| Material to process |
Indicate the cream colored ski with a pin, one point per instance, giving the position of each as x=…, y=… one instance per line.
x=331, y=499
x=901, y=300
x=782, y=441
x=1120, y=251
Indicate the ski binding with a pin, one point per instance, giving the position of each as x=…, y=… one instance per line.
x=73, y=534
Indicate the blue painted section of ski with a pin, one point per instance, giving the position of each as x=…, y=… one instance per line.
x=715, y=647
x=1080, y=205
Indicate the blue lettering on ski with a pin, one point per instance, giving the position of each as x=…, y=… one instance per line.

| Problem to solve |
Recast every line of the entries above as a JSON list of strings, one string per line, with blank lines left out.

| Reply to the task |
[
  "Indicate the cream colored ski with a pin, one point per instance, giving the position of each as x=…, y=… one instance per line.",
  "x=331, y=499",
  "x=901, y=300",
  "x=782, y=441",
  "x=1120, y=251",
  "Indicate the ski binding with a pin, one point per instance, giving the position of each as x=…, y=… one instance per line.",
  "x=73, y=534",
  "Indicate the blue painted section of ski with a pin, one point per instance, giving the position of each as x=…, y=… one instance per line.",
  "x=715, y=647",
  "x=1080, y=205",
  "Indicate the blue lettering on ski with a pin, one point per instance, giving the position of each as x=…, y=… one instance per line."
]